- Directions for this task -
Copy out every line of the items that contains the word "window".

- Supplied information -
== == ==

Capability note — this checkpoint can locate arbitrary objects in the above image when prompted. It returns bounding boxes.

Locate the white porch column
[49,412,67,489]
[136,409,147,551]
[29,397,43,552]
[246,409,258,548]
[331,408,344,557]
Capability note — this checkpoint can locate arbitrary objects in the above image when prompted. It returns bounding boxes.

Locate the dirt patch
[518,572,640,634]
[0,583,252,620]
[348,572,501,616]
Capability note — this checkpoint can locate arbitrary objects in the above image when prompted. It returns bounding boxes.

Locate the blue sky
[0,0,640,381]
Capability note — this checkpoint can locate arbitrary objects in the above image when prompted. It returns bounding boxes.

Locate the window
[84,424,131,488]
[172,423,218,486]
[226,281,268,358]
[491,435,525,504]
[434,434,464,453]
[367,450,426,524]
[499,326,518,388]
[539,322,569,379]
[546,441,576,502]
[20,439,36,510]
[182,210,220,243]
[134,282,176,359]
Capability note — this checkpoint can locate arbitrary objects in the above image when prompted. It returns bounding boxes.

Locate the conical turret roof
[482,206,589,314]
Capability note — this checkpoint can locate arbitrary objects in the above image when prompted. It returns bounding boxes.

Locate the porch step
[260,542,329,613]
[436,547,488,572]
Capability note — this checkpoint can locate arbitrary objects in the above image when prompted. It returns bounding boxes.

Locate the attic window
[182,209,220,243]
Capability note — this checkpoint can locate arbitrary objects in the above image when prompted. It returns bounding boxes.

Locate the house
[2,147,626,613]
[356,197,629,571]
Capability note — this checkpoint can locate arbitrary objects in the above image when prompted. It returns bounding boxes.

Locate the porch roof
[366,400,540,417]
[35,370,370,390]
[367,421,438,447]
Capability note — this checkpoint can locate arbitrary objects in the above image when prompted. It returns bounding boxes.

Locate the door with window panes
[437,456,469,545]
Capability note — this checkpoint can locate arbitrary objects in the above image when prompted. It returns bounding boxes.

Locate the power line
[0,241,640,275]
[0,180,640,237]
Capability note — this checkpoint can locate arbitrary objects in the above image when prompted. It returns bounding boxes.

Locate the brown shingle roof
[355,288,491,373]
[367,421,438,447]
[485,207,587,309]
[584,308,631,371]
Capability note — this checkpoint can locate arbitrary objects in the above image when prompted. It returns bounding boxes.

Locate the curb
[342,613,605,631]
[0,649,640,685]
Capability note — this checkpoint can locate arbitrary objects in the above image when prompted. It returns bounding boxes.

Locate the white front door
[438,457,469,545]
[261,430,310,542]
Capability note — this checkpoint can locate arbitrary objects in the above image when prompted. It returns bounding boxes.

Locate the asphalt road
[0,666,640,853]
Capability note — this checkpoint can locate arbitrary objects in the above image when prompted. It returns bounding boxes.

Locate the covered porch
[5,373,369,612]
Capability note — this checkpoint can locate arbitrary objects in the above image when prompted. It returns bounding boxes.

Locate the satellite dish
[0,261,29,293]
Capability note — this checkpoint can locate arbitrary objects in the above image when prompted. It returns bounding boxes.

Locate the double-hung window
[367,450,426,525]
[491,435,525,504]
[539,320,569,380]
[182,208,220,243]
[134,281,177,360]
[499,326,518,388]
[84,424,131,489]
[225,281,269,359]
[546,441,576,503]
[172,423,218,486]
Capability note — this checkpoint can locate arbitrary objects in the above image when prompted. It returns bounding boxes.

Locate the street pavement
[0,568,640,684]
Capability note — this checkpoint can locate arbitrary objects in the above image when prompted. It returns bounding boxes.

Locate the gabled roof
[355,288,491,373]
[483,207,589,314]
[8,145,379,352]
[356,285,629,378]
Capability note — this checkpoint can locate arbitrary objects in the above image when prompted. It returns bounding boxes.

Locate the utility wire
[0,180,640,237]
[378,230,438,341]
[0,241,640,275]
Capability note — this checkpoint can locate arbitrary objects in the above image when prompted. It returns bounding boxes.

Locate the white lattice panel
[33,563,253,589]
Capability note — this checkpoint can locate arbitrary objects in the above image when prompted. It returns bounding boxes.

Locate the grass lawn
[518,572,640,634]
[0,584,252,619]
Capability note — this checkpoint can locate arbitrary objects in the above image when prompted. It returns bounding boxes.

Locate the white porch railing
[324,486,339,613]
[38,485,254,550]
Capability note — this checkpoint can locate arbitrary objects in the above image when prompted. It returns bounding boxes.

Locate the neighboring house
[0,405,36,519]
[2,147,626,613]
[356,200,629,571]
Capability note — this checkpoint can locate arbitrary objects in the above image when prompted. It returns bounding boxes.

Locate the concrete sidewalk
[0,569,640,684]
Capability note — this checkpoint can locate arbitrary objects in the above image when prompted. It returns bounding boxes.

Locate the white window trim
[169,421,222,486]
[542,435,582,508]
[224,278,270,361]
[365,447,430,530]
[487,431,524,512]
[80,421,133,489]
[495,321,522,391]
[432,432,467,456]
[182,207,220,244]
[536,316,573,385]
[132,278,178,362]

== == ==

- The result -
Locate the window
Locate the attic window
Locate the door with window panes
Locate the double-hung window
Locate the white window trim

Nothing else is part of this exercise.